**TASKS FOR THIS EXERCISE**
1) Return everything in the geometry optimization section from "The constrained simple" down to "to keep frozen.", copied word for word.
2) Supply the next part of the geometry optimization section, starting after its final sentence.

**** TEXT SECTION

\section{Geometry Optimization} \label{opt}

\PSIthree\ is capable of carrying out geometry optimizations (minimization
only, at present) for a variety of molecular structures using either analytic
and numerical energy gradients.  

When present, internal coordinates provided in the INTCO: section of the
input will be read and used by \PSIthree.  If these are missing, \PSIthree\
will automatically generate and use redundant, simple internal
coordinates for carrying out the optimization.  These simple stretch, bend,
torsion, and linear bend coordinates are determined by distance
criteria using the input geometry.

By default, optimization is performed in redundant internal coordinates
regardless of how the geometry was provided in the input.  Alternatively,
the user may specify zmat\_simples=true, in which case the simple internal
coordinates will be taken from the ZMAT given in the input file.  Also,
the user may specify optimization in non-redundant, delocalized internal coordinates
with delocalize=true.  In this case, the automatically generated simple
coordinates are delocalized and redandancies are removed.  Advanced users
may wish to specify the simple internal coordinates in the intco.dat file, and
then allow \PSIthree\ to delocalize them.

Only those coordinates or combinations of coordinates that are specified
by the "symm =" keyword in the INTCO: section are optimized.  Coordinates can
be approximately frozen by commenting them out within the "symm =" section.
Geometrical constraints may be precisely imposed by the addition of a section
with nearly the same format as in INTCO:.  For example, to fix the distance
between atoms 1 and 2, as well as the angle between atoms 2, 1 and 3
in an optimization, add the following to your input file.
\\
\noindent
fixed\_intco: ( \\
  stre = ( \\
    (1 2) \\
  ) \\
  bend = ( \\
    (2 1 3) \\
  ) \\
) \\

The constrained simple internals must be ones present (either manually or
automatically) among the simple internals in the INTCO: section.  Alternatively,
the z-matrix input format may be used to specify constrained optimizations.
If zmat\_simples=true, then variables in the z-matrix which end in
a dollar sign will be taken as simple internals to be optimized, and
all other variables will be taken as simple internals to keep frozen.

To aid optimizations, force constants may be computed using "jobtype = symm\_fc".
The determined force constants will be saved in a binary file PSIF\_OPTKING
(currently file 1).  Subsequent optimizations will read and use these force
constants.  In general, \PSIthree\ looks for force constants in the following
order: in this binary file, in the FCONST: section of the input, and in the fconst.dat
file.  If no force constants are found in any of these, then an empirical 
diagonal force constant matrix is generated.

********
**** DATA LINES

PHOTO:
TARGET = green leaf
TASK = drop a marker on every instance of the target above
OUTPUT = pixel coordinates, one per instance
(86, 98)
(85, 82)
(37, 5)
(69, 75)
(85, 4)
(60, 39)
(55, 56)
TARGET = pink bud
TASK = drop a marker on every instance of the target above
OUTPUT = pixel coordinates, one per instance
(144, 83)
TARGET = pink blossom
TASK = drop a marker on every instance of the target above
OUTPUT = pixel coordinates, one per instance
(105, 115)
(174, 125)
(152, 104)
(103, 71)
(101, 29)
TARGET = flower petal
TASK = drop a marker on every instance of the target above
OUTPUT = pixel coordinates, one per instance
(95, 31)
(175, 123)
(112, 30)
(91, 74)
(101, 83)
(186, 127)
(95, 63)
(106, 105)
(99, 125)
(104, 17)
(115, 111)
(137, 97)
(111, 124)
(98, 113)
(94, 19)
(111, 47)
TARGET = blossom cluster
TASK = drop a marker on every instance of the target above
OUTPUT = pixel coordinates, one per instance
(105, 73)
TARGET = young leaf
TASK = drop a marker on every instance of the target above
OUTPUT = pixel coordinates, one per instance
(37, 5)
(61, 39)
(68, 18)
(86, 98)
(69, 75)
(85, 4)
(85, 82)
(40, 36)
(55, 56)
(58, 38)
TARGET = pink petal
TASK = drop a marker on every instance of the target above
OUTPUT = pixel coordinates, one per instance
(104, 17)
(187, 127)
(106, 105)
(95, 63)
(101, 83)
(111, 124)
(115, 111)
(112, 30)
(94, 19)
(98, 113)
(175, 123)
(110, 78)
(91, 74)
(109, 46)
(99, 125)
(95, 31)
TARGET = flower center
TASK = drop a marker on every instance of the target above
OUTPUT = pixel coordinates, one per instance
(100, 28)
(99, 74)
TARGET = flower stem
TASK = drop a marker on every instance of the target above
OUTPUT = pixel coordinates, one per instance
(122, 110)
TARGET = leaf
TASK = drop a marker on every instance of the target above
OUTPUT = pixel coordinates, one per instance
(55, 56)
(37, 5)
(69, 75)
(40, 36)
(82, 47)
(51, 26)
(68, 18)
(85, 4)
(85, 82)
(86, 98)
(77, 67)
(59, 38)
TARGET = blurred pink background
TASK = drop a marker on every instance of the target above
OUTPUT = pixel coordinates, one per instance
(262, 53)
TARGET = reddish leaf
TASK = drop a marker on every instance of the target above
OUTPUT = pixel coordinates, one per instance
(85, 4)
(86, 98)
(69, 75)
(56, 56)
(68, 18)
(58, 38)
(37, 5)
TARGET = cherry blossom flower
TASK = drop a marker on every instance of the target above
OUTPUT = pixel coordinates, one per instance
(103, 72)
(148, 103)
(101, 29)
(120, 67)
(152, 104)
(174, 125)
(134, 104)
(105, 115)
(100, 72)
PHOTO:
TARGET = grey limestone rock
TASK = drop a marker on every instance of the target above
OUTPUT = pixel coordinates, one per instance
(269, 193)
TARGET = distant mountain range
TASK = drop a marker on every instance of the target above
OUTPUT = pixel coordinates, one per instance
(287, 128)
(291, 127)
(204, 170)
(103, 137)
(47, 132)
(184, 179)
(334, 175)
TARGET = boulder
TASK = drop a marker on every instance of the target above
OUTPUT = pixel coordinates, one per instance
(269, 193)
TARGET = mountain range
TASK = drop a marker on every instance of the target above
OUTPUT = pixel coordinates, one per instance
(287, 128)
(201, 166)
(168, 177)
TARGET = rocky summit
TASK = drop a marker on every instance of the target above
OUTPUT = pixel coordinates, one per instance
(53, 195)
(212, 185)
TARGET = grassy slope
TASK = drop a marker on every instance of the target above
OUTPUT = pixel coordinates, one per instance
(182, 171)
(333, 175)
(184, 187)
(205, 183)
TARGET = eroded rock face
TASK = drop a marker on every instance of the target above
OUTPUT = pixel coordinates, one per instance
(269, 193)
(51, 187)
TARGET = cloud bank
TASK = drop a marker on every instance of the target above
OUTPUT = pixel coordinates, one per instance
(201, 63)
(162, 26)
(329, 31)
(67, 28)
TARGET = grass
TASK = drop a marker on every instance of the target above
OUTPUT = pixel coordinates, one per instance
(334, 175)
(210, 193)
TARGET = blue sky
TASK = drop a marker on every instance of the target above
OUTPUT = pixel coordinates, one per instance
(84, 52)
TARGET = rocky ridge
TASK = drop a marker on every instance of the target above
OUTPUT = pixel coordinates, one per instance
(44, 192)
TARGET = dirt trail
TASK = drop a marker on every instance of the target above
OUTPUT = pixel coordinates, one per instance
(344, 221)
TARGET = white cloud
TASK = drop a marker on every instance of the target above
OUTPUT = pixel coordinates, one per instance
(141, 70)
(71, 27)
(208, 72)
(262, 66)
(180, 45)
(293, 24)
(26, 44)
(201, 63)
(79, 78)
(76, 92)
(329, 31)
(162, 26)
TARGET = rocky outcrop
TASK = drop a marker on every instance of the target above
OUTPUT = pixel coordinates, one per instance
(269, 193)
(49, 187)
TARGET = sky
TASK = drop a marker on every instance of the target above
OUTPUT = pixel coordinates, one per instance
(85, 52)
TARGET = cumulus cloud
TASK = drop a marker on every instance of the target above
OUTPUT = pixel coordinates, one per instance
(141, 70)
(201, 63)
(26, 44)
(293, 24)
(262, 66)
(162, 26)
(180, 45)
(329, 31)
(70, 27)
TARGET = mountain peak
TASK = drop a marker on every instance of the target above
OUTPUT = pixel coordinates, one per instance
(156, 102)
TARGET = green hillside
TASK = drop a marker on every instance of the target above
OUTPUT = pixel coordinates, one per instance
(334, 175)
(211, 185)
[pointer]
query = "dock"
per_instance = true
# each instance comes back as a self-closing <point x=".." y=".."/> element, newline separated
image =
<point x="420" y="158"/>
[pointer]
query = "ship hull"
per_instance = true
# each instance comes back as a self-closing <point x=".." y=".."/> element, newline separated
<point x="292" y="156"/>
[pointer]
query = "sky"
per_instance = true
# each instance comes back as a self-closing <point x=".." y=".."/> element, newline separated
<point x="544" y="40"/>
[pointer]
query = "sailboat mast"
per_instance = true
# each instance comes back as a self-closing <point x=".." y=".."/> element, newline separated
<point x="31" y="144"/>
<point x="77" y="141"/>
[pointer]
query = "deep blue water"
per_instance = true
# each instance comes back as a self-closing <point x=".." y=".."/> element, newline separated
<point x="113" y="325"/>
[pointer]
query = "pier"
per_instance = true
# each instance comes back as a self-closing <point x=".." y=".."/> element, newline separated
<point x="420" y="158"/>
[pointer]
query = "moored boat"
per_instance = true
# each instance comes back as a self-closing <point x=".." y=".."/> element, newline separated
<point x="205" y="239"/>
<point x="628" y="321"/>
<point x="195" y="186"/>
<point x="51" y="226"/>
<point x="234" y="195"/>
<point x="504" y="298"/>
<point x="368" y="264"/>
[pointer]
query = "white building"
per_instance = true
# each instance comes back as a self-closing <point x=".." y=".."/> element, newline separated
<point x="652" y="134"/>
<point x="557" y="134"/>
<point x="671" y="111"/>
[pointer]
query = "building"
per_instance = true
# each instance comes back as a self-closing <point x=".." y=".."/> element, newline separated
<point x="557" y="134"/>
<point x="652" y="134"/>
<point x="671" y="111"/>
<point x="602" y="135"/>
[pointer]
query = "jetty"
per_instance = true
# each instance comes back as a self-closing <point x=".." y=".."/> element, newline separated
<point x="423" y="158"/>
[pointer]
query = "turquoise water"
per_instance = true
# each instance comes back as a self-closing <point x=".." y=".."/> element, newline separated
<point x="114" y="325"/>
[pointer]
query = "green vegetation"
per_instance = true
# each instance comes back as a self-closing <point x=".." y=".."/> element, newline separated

********

**RESPONSE LIST**
1)
The constrained simple internals must be ones present (either manually or
automatically) among the simple internals in the INTCO: section.  Alternatively,
the z-matrix input format may be used to specify constrained optimizations.
If zmat\_simples=true, then variables in the z-matrix which end in
a dollar sign will be taken as simple internals to be optimized, and
all other variables will be taken as simple internals to keep frozen.

2)
For methods for which only energies are available, \PSIthree\ will use non-redundant,
symmetry-adapted delocalized internal coordinates to generate geometrical
displacements for computing finite-difference gradients. The simple
coordinates can be linearly combined by hand or automatically.  The goal
is to form 3N-6(5) symmetry-adapted internal coordinates.  The automated
delocalized coordinates may work for low-symmetry molecules without
linear angles, but have not been extensively tested.  For both analytic-
and finite-difference-gradient optimization methods, Hessian updates are
performed using the BFGS method.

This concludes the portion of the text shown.